"""

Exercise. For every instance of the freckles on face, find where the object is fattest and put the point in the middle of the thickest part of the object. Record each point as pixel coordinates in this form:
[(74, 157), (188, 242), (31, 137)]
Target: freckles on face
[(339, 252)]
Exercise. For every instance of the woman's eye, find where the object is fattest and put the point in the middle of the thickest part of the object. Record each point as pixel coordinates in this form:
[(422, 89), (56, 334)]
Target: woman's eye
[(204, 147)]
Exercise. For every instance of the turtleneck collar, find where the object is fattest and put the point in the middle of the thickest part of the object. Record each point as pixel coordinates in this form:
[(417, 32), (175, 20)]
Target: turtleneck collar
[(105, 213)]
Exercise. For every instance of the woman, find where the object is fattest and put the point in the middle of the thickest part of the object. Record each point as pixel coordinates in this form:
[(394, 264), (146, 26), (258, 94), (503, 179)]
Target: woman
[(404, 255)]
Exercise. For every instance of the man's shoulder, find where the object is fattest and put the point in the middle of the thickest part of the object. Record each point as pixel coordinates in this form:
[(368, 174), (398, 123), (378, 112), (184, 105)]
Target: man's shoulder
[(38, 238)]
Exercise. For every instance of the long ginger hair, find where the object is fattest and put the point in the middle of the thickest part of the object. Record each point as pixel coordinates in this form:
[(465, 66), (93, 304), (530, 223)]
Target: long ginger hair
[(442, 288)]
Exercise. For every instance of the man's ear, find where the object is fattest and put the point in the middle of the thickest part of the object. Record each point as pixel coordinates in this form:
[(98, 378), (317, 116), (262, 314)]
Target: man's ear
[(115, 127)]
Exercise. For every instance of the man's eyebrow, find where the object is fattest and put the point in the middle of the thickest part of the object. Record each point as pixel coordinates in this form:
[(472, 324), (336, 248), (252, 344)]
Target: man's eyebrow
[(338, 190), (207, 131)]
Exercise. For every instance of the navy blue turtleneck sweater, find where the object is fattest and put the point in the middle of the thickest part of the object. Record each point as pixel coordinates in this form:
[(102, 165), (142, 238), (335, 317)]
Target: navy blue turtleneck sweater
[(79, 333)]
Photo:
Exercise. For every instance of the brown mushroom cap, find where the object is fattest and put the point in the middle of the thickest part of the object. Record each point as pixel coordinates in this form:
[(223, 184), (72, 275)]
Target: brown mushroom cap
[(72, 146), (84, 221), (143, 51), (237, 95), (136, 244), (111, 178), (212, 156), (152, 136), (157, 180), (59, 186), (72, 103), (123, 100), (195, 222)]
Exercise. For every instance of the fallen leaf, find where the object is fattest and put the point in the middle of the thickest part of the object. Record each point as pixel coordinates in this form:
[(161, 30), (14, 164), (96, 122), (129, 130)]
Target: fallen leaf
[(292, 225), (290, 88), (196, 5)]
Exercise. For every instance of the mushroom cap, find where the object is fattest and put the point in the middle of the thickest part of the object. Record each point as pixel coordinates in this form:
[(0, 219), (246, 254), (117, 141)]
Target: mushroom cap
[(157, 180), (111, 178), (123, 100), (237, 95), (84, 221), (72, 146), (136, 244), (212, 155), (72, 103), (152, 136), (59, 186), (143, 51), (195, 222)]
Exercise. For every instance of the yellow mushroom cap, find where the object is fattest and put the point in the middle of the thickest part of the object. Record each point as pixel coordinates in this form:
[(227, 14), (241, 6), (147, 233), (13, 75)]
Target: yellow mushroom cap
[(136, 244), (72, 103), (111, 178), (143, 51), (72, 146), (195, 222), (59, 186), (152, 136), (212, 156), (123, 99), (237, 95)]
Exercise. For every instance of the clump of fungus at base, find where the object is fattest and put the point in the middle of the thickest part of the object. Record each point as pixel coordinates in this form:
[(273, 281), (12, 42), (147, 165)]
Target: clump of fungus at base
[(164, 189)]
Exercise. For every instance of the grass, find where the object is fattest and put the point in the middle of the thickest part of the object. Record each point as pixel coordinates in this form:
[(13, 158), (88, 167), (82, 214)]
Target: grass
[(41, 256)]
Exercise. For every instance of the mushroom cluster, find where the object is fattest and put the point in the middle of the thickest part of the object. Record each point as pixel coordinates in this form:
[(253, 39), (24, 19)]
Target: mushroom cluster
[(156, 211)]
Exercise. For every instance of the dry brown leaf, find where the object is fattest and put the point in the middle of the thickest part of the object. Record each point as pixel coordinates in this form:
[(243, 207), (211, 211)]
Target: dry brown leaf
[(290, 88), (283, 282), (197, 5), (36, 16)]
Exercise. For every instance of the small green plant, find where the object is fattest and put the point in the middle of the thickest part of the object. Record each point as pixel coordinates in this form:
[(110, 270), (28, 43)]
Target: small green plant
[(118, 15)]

"""

**CHALLENGE:** Copy the rows above word for word, beginning at the line that contains "Exercise. For every instance of the woman, find" and ending after the line that contains "[(338, 190), (207, 131)]". Include both of those lines.

**RESPONSE:**
Exercise. For every instance of the woman, find where the object is fattest and put the point in the middle of the thickest part of the object. Record each point as pixel coordinates in this form:
[(394, 264), (146, 26), (258, 94), (503, 179)]
Target: woman
[(404, 255)]
Exercise. For every instance of the man's shoulder, find where the object is fattest and put the point in the middle of the thickest part of the object. Record each point as pixel coordinates in this form:
[(368, 174), (398, 123), (378, 112), (184, 105)]
Target: man's shoulder
[(38, 238)]
Exercise. For every instance of the long ginger hair, find where the object is fattest and put the point in the middle of the thickest part of the object. Record each point as pixel coordinates in this form:
[(465, 66), (93, 304), (530, 223)]
Target: long ginger hair
[(442, 288)]
Exercise. For every instance of the man's ear, find where the object is fattest and put the point in the middle of the thickest part of the object. Record each point as pixel coordinates in this form:
[(98, 378), (317, 116), (262, 314)]
Target: man's ear
[(115, 127)]
Exercise. For every instance of the man's eyebrow, find where the object is fattest and put the point in the middle of the thickest part of the object. Record each point as pixel coordinates in this form:
[(472, 324), (336, 248), (252, 344)]
Target: man's eyebrow
[(338, 190), (207, 131)]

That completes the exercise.